What to produce
The pictures are to be dropped, and the records below are to be restated word for word.
══ The records
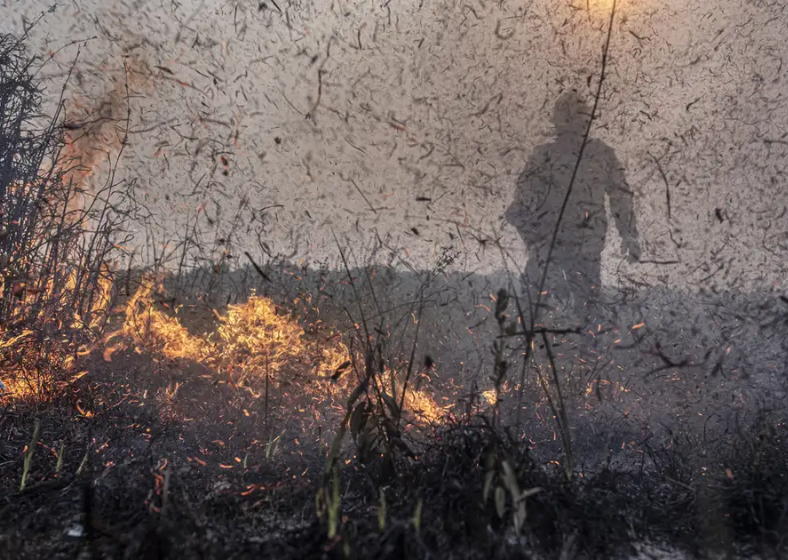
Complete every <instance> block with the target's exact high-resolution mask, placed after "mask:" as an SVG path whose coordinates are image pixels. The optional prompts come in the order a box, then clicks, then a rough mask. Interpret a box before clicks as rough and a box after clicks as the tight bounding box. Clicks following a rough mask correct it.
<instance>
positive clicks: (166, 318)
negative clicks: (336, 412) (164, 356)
mask: <svg viewBox="0 0 788 560" xmlns="http://www.w3.org/2000/svg"><path fill="white" fill-rule="evenodd" d="M154 284H155V283H154V281H153V280H152V279H146V280H144V281H143V282H142V284H141V285H140V287H139V289H138V290H137V292H136V293H135V294H134V296H133V297H132V298H131V300H130V301H129V303H128V305H127V307H126V321H125V324H124V327H123V331H124V333H125V334H127V335H130V336H131V337H132V338H133V339H134V340H135V341H137V342H140V343H142V344H144V345H146V346H147V347H148V348H151V349H153V350H155V351H156V352H159V353H161V354H163V355H164V356H166V357H168V358H171V359H185V360H194V361H199V362H201V363H204V364H206V365H209V366H210V367H212V368H213V369H214V370H215V371H217V372H218V371H229V372H236V373H238V374H240V375H241V376H243V377H245V376H257V377H263V376H265V375H267V374H271V375H272V379H273V380H274V381H276V380H277V374H279V373H280V372H282V371H283V370H285V369H286V368H288V367H291V368H292V369H293V370H295V369H297V367H298V366H299V365H300V368H298V369H301V370H303V368H304V364H306V365H308V366H309V367H310V368H311V369H312V372H313V374H314V375H315V376H316V378H317V379H319V380H324V381H327V380H328V379H329V378H330V376H331V375H332V374H333V373H334V372H335V371H336V370H337V368H338V367H339V366H340V365H342V364H344V363H345V362H347V361H349V360H350V351H349V350H348V348H347V346H346V345H345V344H344V343H342V342H341V341H338V340H334V341H333V342H328V343H325V344H318V342H317V341H313V340H310V339H308V338H307V337H306V336H305V332H304V329H303V328H302V327H301V326H300V325H299V324H298V323H297V322H296V321H294V320H292V319H290V318H289V317H287V316H286V315H284V314H282V313H281V312H279V311H278V309H277V307H276V306H275V305H274V304H273V302H271V300H269V299H268V298H264V297H260V296H256V295H252V296H251V297H250V298H249V299H248V300H247V301H246V302H244V303H239V304H235V305H230V306H229V307H228V310H227V313H226V314H225V315H221V314H218V313H217V317H218V319H219V326H218V328H217V329H216V331H215V332H214V333H211V334H210V335H209V336H208V337H205V338H203V337H198V336H195V335H193V334H191V333H190V332H189V331H188V329H186V327H184V326H183V325H182V324H181V322H180V321H179V320H178V318H177V317H172V316H170V315H168V314H166V313H164V312H162V311H159V310H158V309H156V308H155V307H154V306H153V301H152V296H153V292H154Z"/></svg>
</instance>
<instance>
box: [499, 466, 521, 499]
════
Written response
Complete every <instance> block with the target's exact high-resolution mask, placed after "mask:" as an SVG path whose coordinates are image pixels. The optional prompts come in the order a box, then clicks, then a rough mask. Interpret a box before clicks as rough and a box after clicks as the tight bounding box. Clicks following a rough mask correct it.
<instance>
positive clicks: (166, 318)
negative clicks: (336, 412) (164, 356)
mask: <svg viewBox="0 0 788 560" xmlns="http://www.w3.org/2000/svg"><path fill="white" fill-rule="evenodd" d="M154 284H155V283H154V281H153V280H152V279H146V280H144V281H143V282H142V284H141V285H140V287H139V289H138V290H137V292H136V293H135V294H134V296H133V297H132V298H131V300H130V301H129V303H128V305H127V307H126V321H125V324H124V327H123V331H124V333H125V334H127V335H130V336H131V337H132V338H133V339H134V340H135V341H137V342H140V343H142V344H144V345H146V346H147V347H148V348H151V349H153V350H155V351H156V352H159V353H161V354H163V355H164V356H166V357H168V358H171V359H185V360H194V361H199V362H201V363H204V364H206V365H209V366H210V367H212V368H213V369H214V370H215V371H217V372H218V371H229V372H236V373H238V374H240V375H241V376H243V377H245V376H257V377H263V376H265V375H267V374H271V375H272V379H273V380H274V381H276V380H277V374H279V373H280V372H282V371H283V370H285V369H286V368H288V367H291V368H292V369H293V370H295V369H297V367H298V366H299V365H300V368H298V369H301V370H303V368H304V364H306V365H308V366H309V367H310V368H311V369H312V372H313V374H314V375H315V376H316V378H317V379H319V380H324V381H327V380H328V379H329V378H330V376H331V375H332V374H333V373H334V372H335V371H336V370H337V368H338V367H339V366H340V365H342V364H344V363H345V362H347V361H349V360H350V351H349V350H348V348H347V346H346V345H345V344H344V343H342V342H341V341H338V340H334V341H333V342H328V343H325V344H318V342H317V341H313V340H310V339H308V338H307V337H306V336H305V332H304V329H303V328H302V327H301V326H300V325H299V324H298V323H297V322H296V321H294V320H292V319H290V318H289V317H287V316H286V315H284V314H282V313H281V312H279V311H278V309H277V307H276V306H275V305H274V304H273V302H271V300H269V299H268V298H264V297H260V296H256V295H252V296H251V297H250V298H249V299H248V300H247V301H246V302H244V303H239V304H235V305H230V306H229V307H228V310H227V313H226V314H225V315H221V314H218V313H217V317H218V319H219V326H218V328H217V329H216V331H215V332H214V333H211V334H210V335H209V336H208V337H205V338H203V337H198V336H195V335H193V334H191V333H190V332H189V331H188V329H186V327H184V326H183V325H182V324H181V322H180V321H179V320H178V318H177V317H172V316H170V315H168V314H166V313H164V312H162V311H159V310H158V309H156V308H155V307H154V306H153V301H152V296H153V292H154Z"/></svg>
</instance>
<instance>
box: [499, 466, 521, 499]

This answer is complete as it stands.